▸ Directions:
**1.** In the piece about finding The Outfield on CD Baby, what was the name of the album the band had for sale?
**2.** Return the stretch of the piece about finding The Outfield on CD Baby from "Sadly, there was" through "this band was?", copied word for word.

But I never would have guessed that the CD Baby platform would ever be used in the opposite way.

Case in point: While listening to my boy’s uptempo bar songs I happened upon a CD listing for a band whose name sounded familiar to me. The album for sale was called “Replay” and the band was “The Outfield”.

“The Outfield?? It couldn’t be”, I said to myself. But by checking the band description it didn’t take long to realize that yes, this “Outfield” was the exact same Outfield who had been all over radio and MTV and sold five million records thirty-two years ago. Riding a stream of hits including “Say It Isn’t So”, “For You” and “Your Love” (a song which ironically has been in the set list of my buddy’s band for years). What the hell were these guys doing on CD Baby?

I gave a listen to some of the preview tracks just to verify that this was the band whose catchy hooks were a staple of the mid 1980’s. The new songs I heard were actually quite good. Just as good if not better than some of the ones I had heard from them during the Reagan administration. Music that brought back memories of blaring boom boxes, feathered hair and childhood summers. Music that, in my opinion, should now still be played on Top-40 radio and what ever the alternative is for MTV.

Sadly, there was no point in me picking up the phone and calling the local radio station to request California Sun, a track from the new record. Although it would personally be cool to request “The Outfield” again what were the odds that the DJ on the other end of the line would even know who this band was?

▸ Dataset excerpts:
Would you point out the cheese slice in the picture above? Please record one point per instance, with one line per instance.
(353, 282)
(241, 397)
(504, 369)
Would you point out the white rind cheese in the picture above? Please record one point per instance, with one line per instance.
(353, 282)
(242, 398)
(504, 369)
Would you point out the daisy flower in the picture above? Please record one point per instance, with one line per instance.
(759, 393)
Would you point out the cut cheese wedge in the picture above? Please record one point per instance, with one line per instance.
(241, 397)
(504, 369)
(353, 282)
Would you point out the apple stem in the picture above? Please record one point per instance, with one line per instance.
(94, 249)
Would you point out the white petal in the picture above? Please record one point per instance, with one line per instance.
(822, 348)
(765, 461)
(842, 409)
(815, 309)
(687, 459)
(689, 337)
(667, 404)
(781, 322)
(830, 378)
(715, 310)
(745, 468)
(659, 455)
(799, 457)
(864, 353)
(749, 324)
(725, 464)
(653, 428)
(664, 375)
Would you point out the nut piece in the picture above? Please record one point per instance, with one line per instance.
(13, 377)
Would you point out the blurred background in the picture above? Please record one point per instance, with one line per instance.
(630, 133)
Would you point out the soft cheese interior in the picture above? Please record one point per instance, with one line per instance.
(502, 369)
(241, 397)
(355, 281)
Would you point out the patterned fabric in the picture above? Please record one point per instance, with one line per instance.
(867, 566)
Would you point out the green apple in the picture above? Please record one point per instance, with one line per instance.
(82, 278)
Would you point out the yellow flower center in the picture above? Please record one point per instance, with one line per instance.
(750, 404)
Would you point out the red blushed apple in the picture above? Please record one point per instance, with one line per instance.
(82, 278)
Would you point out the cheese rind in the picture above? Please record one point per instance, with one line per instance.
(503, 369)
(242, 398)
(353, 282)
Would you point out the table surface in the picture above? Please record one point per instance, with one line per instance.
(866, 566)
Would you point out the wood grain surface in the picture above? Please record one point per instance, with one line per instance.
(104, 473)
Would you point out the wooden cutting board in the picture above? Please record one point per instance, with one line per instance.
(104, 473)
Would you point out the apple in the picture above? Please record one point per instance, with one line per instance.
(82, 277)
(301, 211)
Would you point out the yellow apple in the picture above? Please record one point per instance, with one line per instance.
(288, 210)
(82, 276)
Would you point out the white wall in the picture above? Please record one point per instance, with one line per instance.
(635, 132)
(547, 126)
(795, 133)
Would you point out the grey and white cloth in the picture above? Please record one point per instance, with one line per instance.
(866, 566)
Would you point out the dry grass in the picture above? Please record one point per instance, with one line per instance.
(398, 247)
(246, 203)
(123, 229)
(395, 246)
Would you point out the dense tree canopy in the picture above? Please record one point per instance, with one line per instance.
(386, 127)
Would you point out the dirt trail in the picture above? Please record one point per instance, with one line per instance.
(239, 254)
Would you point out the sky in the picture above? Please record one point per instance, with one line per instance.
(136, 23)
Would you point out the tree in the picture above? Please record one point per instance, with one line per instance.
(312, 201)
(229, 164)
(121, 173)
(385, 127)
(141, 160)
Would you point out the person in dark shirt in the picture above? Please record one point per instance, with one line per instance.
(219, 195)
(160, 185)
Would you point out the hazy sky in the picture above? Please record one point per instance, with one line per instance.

▸ Answers by item:
**1.** The album was called "Replay."

**2.**
Sadly, there was no point in me picking up the phone and calling the local radio station to request California Sun, a track from the new record. Although it would personally be cool to request “The Outfield” again what were the odds that the DJ on the other end of the line would even know who this band was?